#### [Task objective]
Only the text of the entries below should appear in your exact transcription; leave out every picture.

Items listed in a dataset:
↓
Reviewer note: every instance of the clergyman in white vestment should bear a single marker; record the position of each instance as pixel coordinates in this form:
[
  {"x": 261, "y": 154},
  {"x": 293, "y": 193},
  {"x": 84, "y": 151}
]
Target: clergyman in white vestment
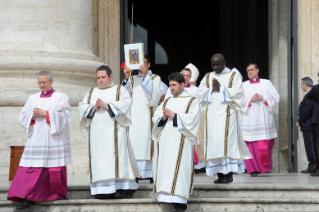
[
  {"x": 257, "y": 120},
  {"x": 176, "y": 123},
  {"x": 145, "y": 90},
  {"x": 42, "y": 174},
  {"x": 105, "y": 113},
  {"x": 221, "y": 94}
]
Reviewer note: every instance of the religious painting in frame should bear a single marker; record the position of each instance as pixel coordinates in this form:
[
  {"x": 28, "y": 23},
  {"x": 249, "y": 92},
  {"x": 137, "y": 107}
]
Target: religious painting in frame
[{"x": 134, "y": 55}]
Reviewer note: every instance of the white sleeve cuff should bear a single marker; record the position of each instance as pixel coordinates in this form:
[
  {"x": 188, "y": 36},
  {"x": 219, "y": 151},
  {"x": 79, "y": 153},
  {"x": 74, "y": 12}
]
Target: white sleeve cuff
[
  {"x": 88, "y": 110},
  {"x": 116, "y": 111},
  {"x": 147, "y": 85},
  {"x": 209, "y": 95},
  {"x": 179, "y": 124}
]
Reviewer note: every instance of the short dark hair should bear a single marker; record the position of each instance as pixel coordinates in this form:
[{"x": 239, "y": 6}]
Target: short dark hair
[
  {"x": 147, "y": 58},
  {"x": 175, "y": 76},
  {"x": 255, "y": 64},
  {"x": 187, "y": 69},
  {"x": 104, "y": 68},
  {"x": 308, "y": 81}
]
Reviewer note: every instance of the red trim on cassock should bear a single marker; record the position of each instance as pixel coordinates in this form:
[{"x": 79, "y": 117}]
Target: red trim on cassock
[
  {"x": 32, "y": 122},
  {"x": 48, "y": 118}
]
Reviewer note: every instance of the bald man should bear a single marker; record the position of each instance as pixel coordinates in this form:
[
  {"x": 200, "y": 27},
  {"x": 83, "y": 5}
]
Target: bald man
[{"x": 221, "y": 95}]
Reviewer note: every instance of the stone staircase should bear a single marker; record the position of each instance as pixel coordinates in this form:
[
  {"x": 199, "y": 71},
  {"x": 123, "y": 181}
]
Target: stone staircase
[{"x": 206, "y": 197}]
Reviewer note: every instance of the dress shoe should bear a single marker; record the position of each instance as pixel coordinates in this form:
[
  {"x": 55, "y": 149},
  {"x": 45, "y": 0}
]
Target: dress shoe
[
  {"x": 228, "y": 178},
  {"x": 254, "y": 174},
  {"x": 25, "y": 204},
  {"x": 118, "y": 194},
  {"x": 315, "y": 174},
  {"x": 308, "y": 171}
]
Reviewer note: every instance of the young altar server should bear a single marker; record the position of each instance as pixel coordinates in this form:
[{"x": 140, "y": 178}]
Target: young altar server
[
  {"x": 176, "y": 123},
  {"x": 42, "y": 174},
  {"x": 105, "y": 113},
  {"x": 145, "y": 90}
]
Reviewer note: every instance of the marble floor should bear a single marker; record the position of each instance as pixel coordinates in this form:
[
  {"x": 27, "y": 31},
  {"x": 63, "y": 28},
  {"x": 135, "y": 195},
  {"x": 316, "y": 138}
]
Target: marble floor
[{"x": 270, "y": 179}]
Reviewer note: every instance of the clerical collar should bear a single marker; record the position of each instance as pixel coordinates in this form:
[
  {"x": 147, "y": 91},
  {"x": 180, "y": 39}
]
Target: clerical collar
[
  {"x": 224, "y": 71},
  {"x": 253, "y": 81},
  {"x": 47, "y": 94}
]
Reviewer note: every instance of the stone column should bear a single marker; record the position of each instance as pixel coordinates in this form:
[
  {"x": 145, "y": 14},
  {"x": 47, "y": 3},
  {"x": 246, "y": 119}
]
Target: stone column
[
  {"x": 308, "y": 56},
  {"x": 278, "y": 76},
  {"x": 71, "y": 38}
]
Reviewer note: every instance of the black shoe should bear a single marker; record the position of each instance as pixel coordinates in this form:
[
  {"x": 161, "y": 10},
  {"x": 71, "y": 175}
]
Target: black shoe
[
  {"x": 254, "y": 174},
  {"x": 25, "y": 204},
  {"x": 308, "y": 171},
  {"x": 315, "y": 174},
  {"x": 220, "y": 179},
  {"x": 118, "y": 194}
]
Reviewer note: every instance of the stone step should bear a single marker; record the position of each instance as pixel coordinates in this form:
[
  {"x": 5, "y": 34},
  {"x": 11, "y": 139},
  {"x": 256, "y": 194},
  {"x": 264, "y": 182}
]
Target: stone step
[
  {"x": 212, "y": 191},
  {"x": 194, "y": 204}
]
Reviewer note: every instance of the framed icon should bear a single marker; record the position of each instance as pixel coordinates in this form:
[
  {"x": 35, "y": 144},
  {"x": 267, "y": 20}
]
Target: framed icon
[{"x": 134, "y": 55}]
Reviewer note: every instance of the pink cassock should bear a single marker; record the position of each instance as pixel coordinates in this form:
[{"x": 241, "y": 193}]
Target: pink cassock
↑
#### [Exercise output]
Reviewer note: every instance of the clergyman in white vestment should bear a single marker; record the position of each instance as pixel coordinates in this form:
[
  {"x": 261, "y": 154},
  {"x": 293, "y": 193},
  {"x": 84, "y": 151}
]
Target: clergyman in white vestment
[
  {"x": 257, "y": 120},
  {"x": 176, "y": 123},
  {"x": 145, "y": 90},
  {"x": 42, "y": 174},
  {"x": 105, "y": 113},
  {"x": 221, "y": 94}
]
Reviewer note: every instance of the religious painting in frame should bear a single marker; record the position of each instance as pixel coordinates in this form:
[
  {"x": 28, "y": 23},
  {"x": 249, "y": 92},
  {"x": 137, "y": 107}
]
Target: religious painting in frame
[{"x": 134, "y": 55}]
Reviewer note: every instance of the white sleeve cuff should bear a single marker; record the position of each instance as pixel coordinates in this form:
[
  {"x": 188, "y": 36},
  {"x": 219, "y": 151},
  {"x": 79, "y": 153},
  {"x": 74, "y": 12}
]
Target: white sleeve cuff
[
  {"x": 88, "y": 110},
  {"x": 116, "y": 111},
  {"x": 147, "y": 85},
  {"x": 209, "y": 95},
  {"x": 179, "y": 124}
]
Reviewer note: every instance of the short dark hair should bear a single marker; record the position of each instance as pixel coordinates in this form:
[{"x": 239, "y": 6}]
Target: short dark hair
[
  {"x": 147, "y": 58},
  {"x": 175, "y": 76},
  {"x": 255, "y": 64},
  {"x": 187, "y": 69},
  {"x": 104, "y": 68},
  {"x": 308, "y": 81}
]
Reviewer note: every instance of the red trim on cassock should bear a single marker; record the position of each instance as pixel coordinates in this form:
[{"x": 79, "y": 117}]
Target: red trim on cassock
[
  {"x": 32, "y": 122},
  {"x": 48, "y": 118}
]
Reviewer note: every instance of the bald man should bear a single marker; record the position of each instance as pixel coordinates in this form:
[
  {"x": 200, "y": 27},
  {"x": 83, "y": 5}
]
Target: bald man
[{"x": 221, "y": 95}]
Reviewer note: every instance of the stone staircase should bear a single marker; record the position of each instance as pixel coordinates in this form:
[
  {"x": 199, "y": 71},
  {"x": 123, "y": 181}
]
Target: stone staircase
[{"x": 206, "y": 197}]
Reviewer note: every instance of the dress shoe should bear a single marker; record the position of each instance as pixel coordinates in this form:
[
  {"x": 55, "y": 149},
  {"x": 45, "y": 0}
]
Target: dress shoe
[
  {"x": 228, "y": 178},
  {"x": 254, "y": 174},
  {"x": 25, "y": 204},
  {"x": 118, "y": 194},
  {"x": 315, "y": 174},
  {"x": 308, "y": 171}
]
Reviewer note: every instance of the young altar server should bear a single marker; record the position of each instance as pixel coordinates in this form:
[{"x": 140, "y": 178}]
Target: young altar server
[
  {"x": 176, "y": 123},
  {"x": 42, "y": 174},
  {"x": 105, "y": 113},
  {"x": 145, "y": 90}
]
Reviewer note: every instance of the marble floor should bear a single marker; record the position of each instance as pixel coordinates in this form:
[
  {"x": 27, "y": 31},
  {"x": 63, "y": 28},
  {"x": 135, "y": 195},
  {"x": 316, "y": 138}
]
Target: marble floor
[{"x": 270, "y": 179}]
Reviewer note: every instance of the clerical collar should bear a single marker; record the position of each instance as pixel coordinates in this form:
[
  {"x": 147, "y": 91},
  {"x": 180, "y": 39}
]
Target: clerical collar
[
  {"x": 224, "y": 71},
  {"x": 253, "y": 81},
  {"x": 47, "y": 94}
]
Reviewer note: every instance of the stone column should bear a single marker; record the position of each instance as pixel coordinates in this form:
[
  {"x": 145, "y": 14},
  {"x": 47, "y": 3},
  {"x": 246, "y": 119}
]
Target: stone column
[
  {"x": 308, "y": 56},
  {"x": 278, "y": 76},
  {"x": 71, "y": 38}
]
Reviewer note: every instance of the black shoe should bear a single marker; record the position of each instance as pixel coordinates in this form:
[
  {"x": 161, "y": 10},
  {"x": 71, "y": 175}
]
Target: black shoe
[
  {"x": 254, "y": 174},
  {"x": 25, "y": 204},
  {"x": 308, "y": 171},
  {"x": 315, "y": 174},
  {"x": 220, "y": 179},
  {"x": 118, "y": 194}
]
Reviewer note: every instance of the stone step should bear a single marker; record the position of each instance as pixel coordinates in this form:
[
  {"x": 5, "y": 34},
  {"x": 11, "y": 139},
  {"x": 256, "y": 194},
  {"x": 264, "y": 182}
]
Target: stone step
[
  {"x": 212, "y": 191},
  {"x": 194, "y": 204}
]
Reviewer note: every instance of the framed icon should bear a single marker; record the position of each instance as pixel coordinates in this form:
[
  {"x": 35, "y": 144},
  {"x": 267, "y": 20}
]
Target: framed icon
[{"x": 134, "y": 55}]
Reviewer note: every instance of the pink cassock should bear a single marker; record the position of each instance as pixel coordinates in this form:
[{"x": 241, "y": 193}]
Target: pink cassock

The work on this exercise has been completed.